## STATED TASK
The records below must be retyped exactly.

## Stored dataset items
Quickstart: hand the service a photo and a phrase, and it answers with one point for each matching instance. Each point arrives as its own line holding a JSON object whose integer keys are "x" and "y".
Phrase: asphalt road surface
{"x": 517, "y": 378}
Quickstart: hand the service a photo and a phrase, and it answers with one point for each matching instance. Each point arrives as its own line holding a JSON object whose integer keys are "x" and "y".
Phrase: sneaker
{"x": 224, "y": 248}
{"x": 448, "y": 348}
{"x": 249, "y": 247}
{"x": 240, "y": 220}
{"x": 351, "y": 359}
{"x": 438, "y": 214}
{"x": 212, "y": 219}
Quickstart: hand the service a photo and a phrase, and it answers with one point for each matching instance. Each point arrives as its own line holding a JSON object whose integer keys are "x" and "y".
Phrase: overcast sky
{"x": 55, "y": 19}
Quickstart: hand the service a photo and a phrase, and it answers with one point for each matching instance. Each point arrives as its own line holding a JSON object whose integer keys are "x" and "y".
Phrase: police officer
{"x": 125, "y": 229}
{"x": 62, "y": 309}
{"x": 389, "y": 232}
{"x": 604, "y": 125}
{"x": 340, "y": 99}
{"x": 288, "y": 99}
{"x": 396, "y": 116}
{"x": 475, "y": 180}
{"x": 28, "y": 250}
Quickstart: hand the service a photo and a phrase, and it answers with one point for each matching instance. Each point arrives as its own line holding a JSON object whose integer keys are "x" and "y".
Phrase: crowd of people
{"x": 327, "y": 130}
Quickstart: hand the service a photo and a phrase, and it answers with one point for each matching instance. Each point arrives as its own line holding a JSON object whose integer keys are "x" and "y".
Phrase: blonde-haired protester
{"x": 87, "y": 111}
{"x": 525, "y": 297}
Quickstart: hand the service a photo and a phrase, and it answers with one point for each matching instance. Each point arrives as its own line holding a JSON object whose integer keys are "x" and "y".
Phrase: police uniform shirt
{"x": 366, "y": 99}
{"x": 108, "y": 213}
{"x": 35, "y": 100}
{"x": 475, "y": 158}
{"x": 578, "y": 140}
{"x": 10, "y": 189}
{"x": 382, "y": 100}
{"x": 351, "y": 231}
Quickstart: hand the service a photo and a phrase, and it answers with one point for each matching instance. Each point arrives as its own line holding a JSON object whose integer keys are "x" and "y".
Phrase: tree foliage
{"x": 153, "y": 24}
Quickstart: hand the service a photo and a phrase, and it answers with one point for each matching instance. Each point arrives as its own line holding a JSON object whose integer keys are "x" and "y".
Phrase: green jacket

## FINISHED ANSWER
Quickstart: hand the service a photo and a phrase, and it answers with one point for each matching instance. Each point arrives as its own line holding a JSON object whose integer keys are "x" and "y".
Phrase: asphalt road surface
{"x": 517, "y": 378}
Quickstart: hand the service a photo and a phrase, and it answers with one point for each matching instance. Each point arrives as its own line holding a JSON object whose integer keys are "x" and "y".
Phrase: sneaker
{"x": 224, "y": 248}
{"x": 448, "y": 348}
{"x": 249, "y": 247}
{"x": 240, "y": 220}
{"x": 351, "y": 359}
{"x": 438, "y": 214}
{"x": 212, "y": 219}
Quickstart: hand the service a photo and a phrase, and it answers with one point for each matching instance. Each point arrives as its own line holding a JSON object whose integer keys are "x" and "y".
Phrase: overcast sky
{"x": 55, "y": 19}
Quickstart: hand the service a photo and a phrase, and it answers with one point for each matching instance. Each point arrives as its own line holding a JSON object whose integer keys are "x" and "y".
Phrase: police officer
{"x": 125, "y": 229}
{"x": 62, "y": 309}
{"x": 389, "y": 232}
{"x": 604, "y": 125}
{"x": 340, "y": 99}
{"x": 288, "y": 99}
{"x": 396, "y": 116}
{"x": 475, "y": 180}
{"x": 28, "y": 250}
Quickstart: hand the service a photo and a phrase, and it answers with one point for each matching instance. Each point arrives as its own line holding a JSON object whose integer keys are "x" and "y".
Phrase: crowd of people
{"x": 327, "y": 130}
Quickstart: hand the service a photo and a phrase, and it answers with one point for each matching instance. Each point arrives as its own line holding a JSON object whose integer keys are "x" and "y".
Phrase: blonde-haired protester
{"x": 87, "y": 111}
{"x": 525, "y": 297}
Quickstart: hand the service a photo and a phrase, and it answers with one point for each matching instance. Each point arrives as its own line holding a JSON object whose integer keys are "x" and "y".
Phrase: police uniform shirt
{"x": 366, "y": 99}
{"x": 108, "y": 213}
{"x": 35, "y": 100}
{"x": 475, "y": 158}
{"x": 578, "y": 140}
{"x": 10, "y": 189}
{"x": 382, "y": 100}
{"x": 351, "y": 231}
Quickstart: hand the service a photo and a phrase, and it answers with one point for each matching instance. Each point arrives as its own line holding a JSON object whose integer keys are "x" and "y".
Phrase: tree foliage
{"x": 153, "y": 24}
Quickstart: hand the service a photo and a phrase, and it answers with one point for each matching instance. Each point arrives as its own line holding a JSON object whose integer keys are "x" and "y".
Phrase: green jacket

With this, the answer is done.